- Opening Delimiter -
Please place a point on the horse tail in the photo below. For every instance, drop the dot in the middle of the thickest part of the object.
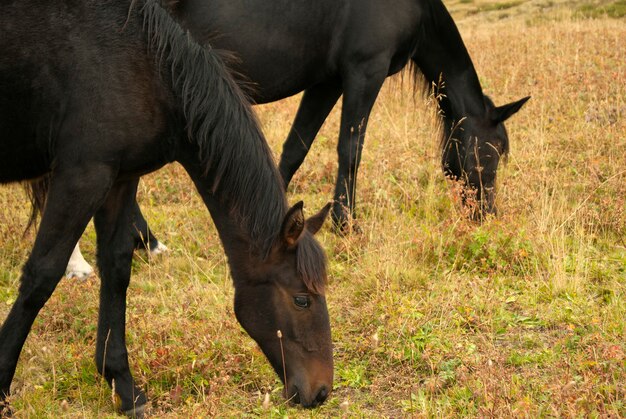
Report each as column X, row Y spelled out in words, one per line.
column 220, row 121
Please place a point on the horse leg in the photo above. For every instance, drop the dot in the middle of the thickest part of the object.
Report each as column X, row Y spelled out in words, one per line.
column 114, row 229
column 78, row 267
column 74, row 195
column 360, row 92
column 316, row 104
column 143, row 237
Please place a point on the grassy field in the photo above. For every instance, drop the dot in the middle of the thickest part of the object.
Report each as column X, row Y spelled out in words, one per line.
column 432, row 315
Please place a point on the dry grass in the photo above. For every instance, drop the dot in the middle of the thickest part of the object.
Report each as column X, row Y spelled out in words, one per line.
column 431, row 315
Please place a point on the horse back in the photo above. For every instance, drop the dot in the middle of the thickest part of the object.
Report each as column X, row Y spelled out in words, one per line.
column 77, row 86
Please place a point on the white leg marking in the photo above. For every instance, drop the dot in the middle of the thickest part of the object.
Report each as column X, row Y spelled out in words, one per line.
column 78, row 267
column 160, row 248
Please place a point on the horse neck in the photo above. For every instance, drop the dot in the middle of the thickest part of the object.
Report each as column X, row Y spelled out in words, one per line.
column 442, row 58
column 248, row 220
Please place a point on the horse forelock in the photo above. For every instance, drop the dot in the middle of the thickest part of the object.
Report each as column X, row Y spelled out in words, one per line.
column 220, row 121
column 311, row 264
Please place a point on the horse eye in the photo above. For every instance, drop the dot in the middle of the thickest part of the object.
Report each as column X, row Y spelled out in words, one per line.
column 302, row 301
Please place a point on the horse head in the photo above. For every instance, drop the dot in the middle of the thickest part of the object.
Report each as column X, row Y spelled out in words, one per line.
column 472, row 151
column 281, row 304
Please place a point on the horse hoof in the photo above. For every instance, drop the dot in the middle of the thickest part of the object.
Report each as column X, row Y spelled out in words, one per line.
column 79, row 271
column 136, row 412
column 158, row 249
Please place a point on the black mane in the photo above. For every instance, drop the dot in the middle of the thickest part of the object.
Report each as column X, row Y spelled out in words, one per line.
- Closing Delimiter -
PROBLEM DETAILS => Would you retype every record above exactly, leaving out the pictures?

OUTPUT FOR THIS EXERCISE =>
Please place a point on the horse tail in the photo below. For every instance, drop the dot in the middle of the thickest part of the object.
Report each as column X, row Y spelled out in words, one per line.
column 220, row 121
Please place a point on the horse leg in the photo above. For every instance, drop the dot in the middle of the thickest part of the object.
Report each as column X, row Y spelled out in words, one per line.
column 114, row 229
column 78, row 267
column 74, row 195
column 360, row 92
column 316, row 104
column 143, row 237
Please place a point on the grassy field in the photo above. For every instance, drop the dot in the middle of the thickest part of the object.
Report each as column X, row Y spelled out in words, one per line.
column 432, row 315
Please place a point on the dry grass in the photo above. For every instance, drop the dot in the middle of the thickest part of the object.
Report each as column X, row Y spelled out in words, one per line.
column 431, row 315
Please place a point on the horse back in the photo above. For every instance, drop the dot in the middle of the thickest part of the object.
Report each as column X, row Y spelled out in words, one per line.
column 77, row 86
Please place a point on the white leg marking in the photo above. For every instance, drop the dot in the middle of the thickest part of the object.
Report each as column X, row Y spelled out in words, one per line.
column 78, row 267
column 160, row 248
Please place a point on the horse neck in the photo above. For every instance, drop the dot in the middle of the thickest part of the object.
Report each as column X, row Y spelled out in words, one per line.
column 442, row 58
column 248, row 220
Please place a point on the horse forelock in the photo above. For every instance, drop the dot in the middle of the thickest part of the object.
Report each as column X, row Y spelled out in words, one per line.
column 220, row 121
column 311, row 264
Please place a point on the horse eye in the photo above. For every instance, drop the dot in the middle of the thickest part of the object.
Report each as column X, row Y spelled out in words, one per line.
column 302, row 301
Please place a point on the horse head in the photo above. For every instance, drop the dot in the middle of the thickest part of the object.
Report each as column X, row Y spelled out in words, one per line.
column 472, row 151
column 281, row 304
Please place a point on the horse hoof in the photo above. For every instance, drop the dot in the middle of the thickest part of the object.
Report each as column X, row Y spelled out in words, one per line.
column 79, row 271
column 136, row 412
column 158, row 249
Please place a point on the black mane in the photo above. For every instance, drop the dot in the middle of the thickest part of the object.
Report each as column X, row Y spelled out in words, one per line.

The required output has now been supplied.